_TASK DIRECTIONS:_ In the data that follows, find the line with "positive clicks: (148, 353)"; transcribe it, every later line up to the one with "positive clicks: (406, 412) (457, 412)", and that line as well, exactly and with no others.

_AVAILABLE DATA:_
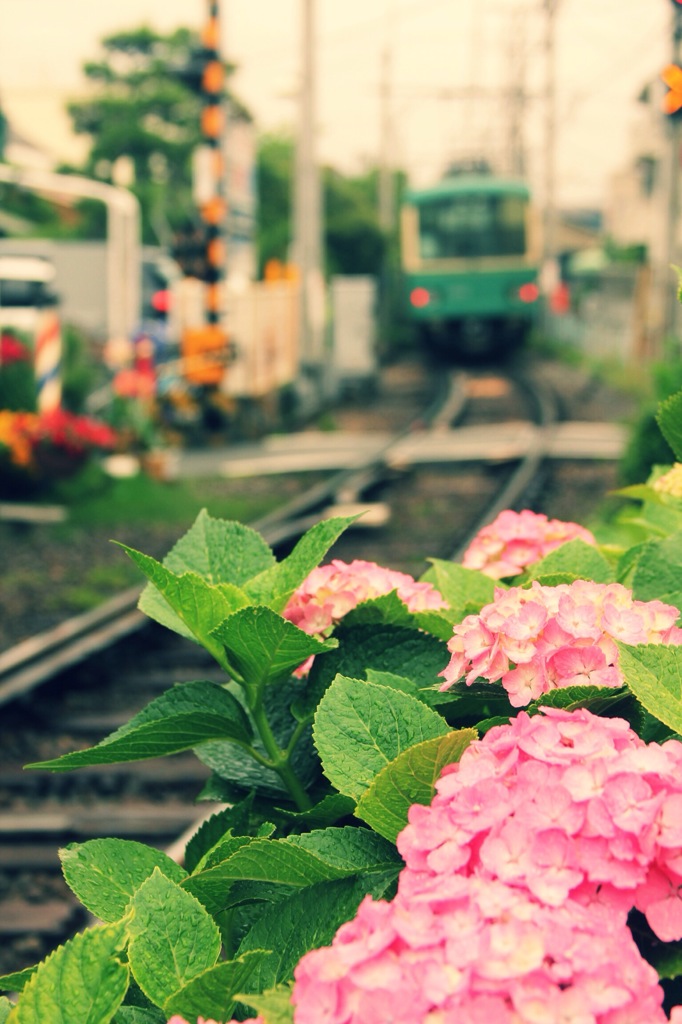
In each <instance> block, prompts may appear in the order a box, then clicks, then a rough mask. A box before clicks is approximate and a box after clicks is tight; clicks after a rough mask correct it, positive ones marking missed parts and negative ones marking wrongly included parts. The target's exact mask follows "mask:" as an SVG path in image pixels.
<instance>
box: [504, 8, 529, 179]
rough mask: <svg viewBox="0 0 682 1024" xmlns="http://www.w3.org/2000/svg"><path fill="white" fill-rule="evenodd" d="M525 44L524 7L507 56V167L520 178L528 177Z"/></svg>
mask: <svg viewBox="0 0 682 1024" xmlns="http://www.w3.org/2000/svg"><path fill="white" fill-rule="evenodd" d="M525 45H526V40H525V13H524V11H523V10H514V11H512V14H511V25H510V27H509V49H508V58H507V61H508V67H509V91H508V93H507V95H508V100H507V104H508V112H509V113H508V118H507V124H508V127H509V135H508V139H507V145H508V153H507V166H508V169H509V172H510V173H511V174H512V175H513V176H514V177H517V178H523V177H524V176H525V145H524V142H523V116H524V112H525V88H524V85H525Z"/></svg>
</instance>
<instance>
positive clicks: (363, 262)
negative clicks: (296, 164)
mask: <svg viewBox="0 0 682 1024" xmlns="http://www.w3.org/2000/svg"><path fill="white" fill-rule="evenodd" d="M294 166H295V143H294V140H293V139H292V138H291V137H290V136H287V135H264V136H263V137H262V138H261V139H260V142H259V147H258V168H257V175H258V209H259V215H258V229H257V237H256V242H257V247H258V263H259V267H260V268H261V270H262V268H263V266H264V265H265V263H266V262H267V261H268V260H270V259H276V260H280V261H281V262H286V261H287V260H288V258H289V247H290V243H291V238H292V193H293V180H294ZM322 185H323V210H324V231H325V238H324V243H325V268H326V271H327V273H329V274H332V273H370V274H376V275H379V274H381V272H382V268H383V265H384V260H385V258H386V255H387V248H388V247H390V246H392V245H394V240H393V239H392V238H387V237H386V236H385V234H384V232H383V231H382V228H381V226H380V224H379V219H378V212H377V211H378V174H377V172H376V170H373V171H370V172H368V173H367V174H365V175H361V176H355V177H348V176H346V175H344V174H342V173H341V172H340V171H337V170H335V169H334V168H332V167H325V168H323V172H322Z"/></svg>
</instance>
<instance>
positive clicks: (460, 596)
mask: <svg viewBox="0 0 682 1024" xmlns="http://www.w3.org/2000/svg"><path fill="white" fill-rule="evenodd" d="M429 561H430V563H431V565H430V567H429V568H428V569H427V570H426V572H425V573H424V574H423V575H422V577H421V582H423V583H430V584H431V585H432V586H433V587H435V589H436V590H437V591H438V593H439V594H441V595H442V597H443V599H444V600H445V601H447V604H449V605H450V607H451V610H452V612H453V615H454V616H455V620H454V621H455V622H458V623H459V622H461V621H462V620H463V618H464V616H465V615H468V614H474V613H475V612H477V611H480V609H481V608H482V607H483V606H484V605H485V604H489V603H491V602H492V601H493V599H494V597H495V588H496V587H504V586H505V585H504V584H501V583H500V581H496V580H492V579H491V578H489V577H487V575H485V574H484V573H483V572H478V570H477V569H465V568H464V566H462V565H458V564H457V563H456V562H449V561H445V560H443V559H441V558H429Z"/></svg>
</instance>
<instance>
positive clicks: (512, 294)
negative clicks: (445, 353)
mask: <svg viewBox="0 0 682 1024" xmlns="http://www.w3.org/2000/svg"><path fill="white" fill-rule="evenodd" d="M400 216H401V219H400V258H401V268H402V280H403V285H404V288H406V290H407V299H408V306H409V310H410V316H411V318H412V319H413V321H414V323H415V325H416V326H417V328H418V330H419V334H420V337H421V339H422V340H423V342H425V343H426V344H427V345H429V346H430V347H432V348H436V349H438V350H449V351H451V352H453V353H456V354H462V355H479V354H487V353H499V352H501V351H503V350H509V349H512V348H515V347H517V346H518V345H520V344H522V343H523V341H524V340H525V338H526V337H527V335H528V332H529V330H530V328H531V327H532V325H534V323H535V321H536V318H537V315H538V309H539V299H540V288H539V283H538V278H539V271H540V260H541V238H540V218H539V216H538V212H537V209H536V207H535V205H534V202H532V198H531V195H530V190H529V188H528V186H527V185H526V184H525V183H524V182H523V181H517V180H512V179H508V178H501V177H497V176H495V175H494V174H493V173H491V172H488V171H486V170H480V169H474V170H464V171H454V172H450V173H449V174H447V175H446V176H445V177H444V178H443V180H442V181H440V182H439V183H438V184H435V185H433V186H432V187H429V188H422V189H412V190H410V191H408V193H407V194H406V196H404V198H403V201H402V206H401V214H400Z"/></svg>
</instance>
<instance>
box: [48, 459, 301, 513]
mask: <svg viewBox="0 0 682 1024" xmlns="http://www.w3.org/2000/svg"><path fill="white" fill-rule="evenodd" d="M46 500H49V501H53V502H57V503H60V504H63V505H66V506H67V507H68V509H69V522H70V523H71V524H72V525H74V526H116V525H117V524H119V523H126V524H128V525H134V524H136V523H139V524H142V523H143V524H145V525H148V524H151V523H166V524H170V525H172V524H174V523H176V524H178V525H183V524H186V523H187V522H191V521H193V520H194V519H195V517H196V515H197V513H198V512H199V511H200V510H201V509H202V508H206V509H207V510H208V511H209V512H210V514H211V515H213V516H216V517H218V518H225V519H239V520H240V521H242V522H249V521H251V520H254V519H256V518H258V517H259V516H261V515H264V514H265V513H266V512H269V511H270V509H272V508H274V507H275V506H276V504H278V503H279V501H280V500H281V499H280V498H279V497H278V494H276V489H275V487H274V486H272V487H270V488H269V489H268V490H263V489H262V488H261V487H259V486H258V485H256V483H255V482H254V481H253V480H249V479H244V480H243V479H240V480H239V481H235V480H226V479H221V478H191V479H186V480H172V481H166V480H157V479H153V478H152V477H150V476H147V475H146V474H144V473H139V474H137V475H136V476H133V477H129V478H126V479H114V478H112V477H109V476H106V475H105V474H104V473H103V472H102V471H101V470H100V469H99V468H98V467H97V466H90V467H88V468H87V469H86V470H84V471H83V473H82V474H80V475H79V476H78V477H76V478H74V479H73V480H69V481H65V482H62V483H61V484H59V485H58V486H55V487H54V488H53V492H52V493H51V495H50V496H49V499H47V498H46Z"/></svg>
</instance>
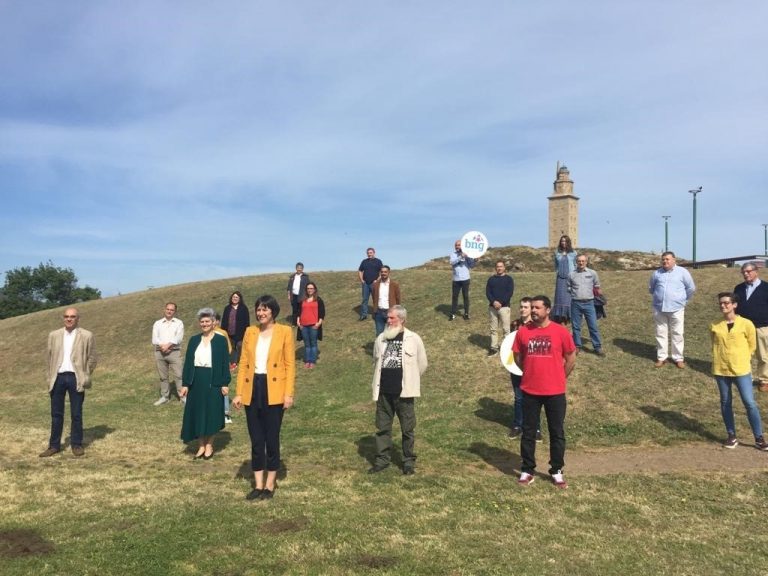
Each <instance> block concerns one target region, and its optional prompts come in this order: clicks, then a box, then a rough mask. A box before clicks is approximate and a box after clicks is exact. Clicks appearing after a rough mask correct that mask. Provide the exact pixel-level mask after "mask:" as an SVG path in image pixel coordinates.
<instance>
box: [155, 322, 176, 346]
mask: <svg viewBox="0 0 768 576" xmlns="http://www.w3.org/2000/svg"><path fill="white" fill-rule="evenodd" d="M182 340H184V322H182V321H181V320H179V319H178V318H171V319H170V320H166V319H165V318H161V319H160V320H158V321H157V322H155V324H154V325H153V326H152V345H153V346H160V344H174V345H176V346H178V345H179V344H181V341H182Z"/></svg>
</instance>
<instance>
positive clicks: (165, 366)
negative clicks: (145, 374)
mask: <svg viewBox="0 0 768 576" xmlns="http://www.w3.org/2000/svg"><path fill="white" fill-rule="evenodd" d="M155 364H156V365H157V373H158V374H159V375H160V396H162V397H163V398H170V396H171V386H170V384H169V382H168V378H169V376H170V375H171V374H172V375H173V381H174V384H175V385H176V393H177V394H179V393H180V392H181V368H182V366H183V364H184V362H183V360H182V359H181V351H180V350H172V351H171V352H169V353H168V354H163V353H162V352H160V350H155ZM179 397H181V396H180V395H179Z"/></svg>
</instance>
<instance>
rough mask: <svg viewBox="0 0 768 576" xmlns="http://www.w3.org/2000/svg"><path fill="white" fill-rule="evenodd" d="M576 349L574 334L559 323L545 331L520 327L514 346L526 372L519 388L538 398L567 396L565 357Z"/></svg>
mask: <svg viewBox="0 0 768 576" xmlns="http://www.w3.org/2000/svg"><path fill="white" fill-rule="evenodd" d="M575 350H576V346H575V345H574V343H573V336H571V333H570V332H569V331H568V330H567V329H566V328H564V327H563V326H561V325H560V324H557V323H556V322H550V323H549V325H547V327H546V328H539V327H537V326H536V325H535V324H533V323H532V322H529V323H528V324H526V325H525V326H522V327H520V328H519V329H518V331H517V335H516V336H515V342H514V343H513V344H512V351H513V352H515V353H516V354H519V356H520V360H521V361H520V362H519V363H518V364H519V366H520V367H521V368H522V370H523V380H522V382H521V383H520V389H521V390H523V391H524V392H527V393H528V394H534V395H536V396H554V395H556V394H565V366H564V365H563V357H564V356H565V355H566V354H569V353H570V352H573V351H575Z"/></svg>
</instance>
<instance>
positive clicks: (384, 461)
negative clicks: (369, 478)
mask: <svg viewBox="0 0 768 576" xmlns="http://www.w3.org/2000/svg"><path fill="white" fill-rule="evenodd" d="M406 317H407V311H406V310H405V308H403V307H402V306H399V305H398V306H392V307H391V308H390V309H389V311H388V312H387V327H386V329H385V330H384V332H382V333H381V334H379V335H378V337H377V338H376V341H375V342H374V343H373V359H374V360H375V361H376V367H375V368H374V372H373V401H374V402H376V460H375V462H374V463H373V466H372V467H371V468H370V469H369V470H368V473H369V474H376V473H377V472H381V471H382V470H384V469H385V468H387V467H388V466H389V464H390V462H391V460H392V423H393V421H394V419H395V415H397V419H398V420H399V421H400V431H401V432H402V434H403V474H405V475H410V474H413V473H414V469H415V465H416V454H415V453H414V451H413V445H414V440H415V438H416V434H415V432H414V429H415V428H416V412H415V410H414V400H415V399H416V398H418V397H419V396H421V375H422V374H424V371H425V370H426V369H427V352H426V350H425V349H424V343H423V342H422V341H421V338H420V337H419V335H418V334H416V333H415V332H411V331H410V330H408V329H407V328H406V327H405V319H406Z"/></svg>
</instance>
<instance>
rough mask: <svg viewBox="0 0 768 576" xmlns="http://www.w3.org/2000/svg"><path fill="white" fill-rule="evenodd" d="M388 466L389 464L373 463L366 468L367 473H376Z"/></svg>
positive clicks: (377, 473)
mask: <svg viewBox="0 0 768 576" xmlns="http://www.w3.org/2000/svg"><path fill="white" fill-rule="evenodd" d="M387 468H389V464H374V465H373V466H371V467H370V468H368V474H378V473H379V472H381V471H382V470H386V469H387Z"/></svg>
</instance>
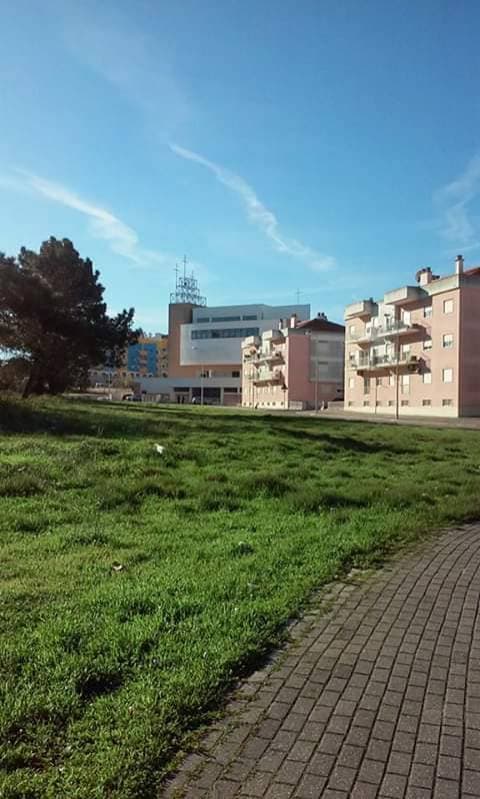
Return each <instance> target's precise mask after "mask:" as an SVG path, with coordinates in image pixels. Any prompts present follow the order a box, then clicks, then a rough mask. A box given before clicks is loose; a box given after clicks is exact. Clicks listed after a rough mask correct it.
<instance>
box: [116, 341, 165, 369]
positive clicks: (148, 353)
mask: <svg viewBox="0 0 480 799" xmlns="http://www.w3.org/2000/svg"><path fill="white" fill-rule="evenodd" d="M125 366H126V370H127V372H129V373H132V374H133V375H134V376H135V377H167V376H168V336H167V335H163V334H161V333H157V334H155V335H152V336H142V337H141V338H139V340H138V342H137V343H136V344H132V345H131V346H130V347H129V348H128V350H127V362H126V364H125Z"/></svg>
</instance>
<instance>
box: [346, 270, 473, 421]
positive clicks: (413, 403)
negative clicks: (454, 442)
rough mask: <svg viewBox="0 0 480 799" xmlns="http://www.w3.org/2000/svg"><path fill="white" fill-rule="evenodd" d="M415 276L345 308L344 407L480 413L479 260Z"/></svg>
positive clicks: (406, 412) (457, 412)
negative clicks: (434, 274) (468, 263)
mask: <svg viewBox="0 0 480 799" xmlns="http://www.w3.org/2000/svg"><path fill="white" fill-rule="evenodd" d="M416 280H417V282H416V285H412V286H403V287H402V288H399V289H395V290H393V291H388V292H387V293H386V294H385V295H384V297H383V298H382V299H381V300H379V301H378V302H375V301H374V300H373V299H368V300H360V301H359V302H355V303H352V304H351V305H348V306H347V308H346V309H345V321H346V346H345V409H346V410H349V411H354V412H363V413H377V414H378V413H382V414H391V415H395V416H407V415H416V416H418V415H428V416H453V417H457V416H477V415H480V268H473V269H468V270H465V269H464V262H463V257H462V256H461V255H459V256H457V259H456V262H455V272H454V273H453V274H450V275H448V276H447V277H438V276H437V275H433V274H432V271H431V269H429V268H425V269H420V270H419V271H418V272H417V275H416Z"/></svg>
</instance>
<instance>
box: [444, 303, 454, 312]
mask: <svg viewBox="0 0 480 799" xmlns="http://www.w3.org/2000/svg"><path fill="white" fill-rule="evenodd" d="M443 313H453V300H444V301H443Z"/></svg>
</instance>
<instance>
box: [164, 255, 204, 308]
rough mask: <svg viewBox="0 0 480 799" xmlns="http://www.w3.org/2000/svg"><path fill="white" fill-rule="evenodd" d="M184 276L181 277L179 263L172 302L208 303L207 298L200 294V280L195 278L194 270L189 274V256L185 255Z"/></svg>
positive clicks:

_EXERCISE SOLUTION:_
positive clicks: (148, 353)
mask: <svg viewBox="0 0 480 799" xmlns="http://www.w3.org/2000/svg"><path fill="white" fill-rule="evenodd" d="M125 366H126V370H127V372H129V373H132V374H133V375H134V376H135V377H167V376H168V336H167V335H163V334H161V333H157V334H155V335H152V336H142V337H141V338H139V340H138V342H137V343H136V344H132V345H131V346H130V347H129V348H128V350H127V362H126V364H125Z"/></svg>
</instance>
<instance>
box: [346, 270, 473, 421]
positive clicks: (413, 403)
negative clicks: (454, 442)
rough mask: <svg viewBox="0 0 480 799" xmlns="http://www.w3.org/2000/svg"><path fill="white" fill-rule="evenodd" d="M415 276L345 308L344 407L480 413L479 260Z"/></svg>
positive clicks: (406, 412) (457, 412)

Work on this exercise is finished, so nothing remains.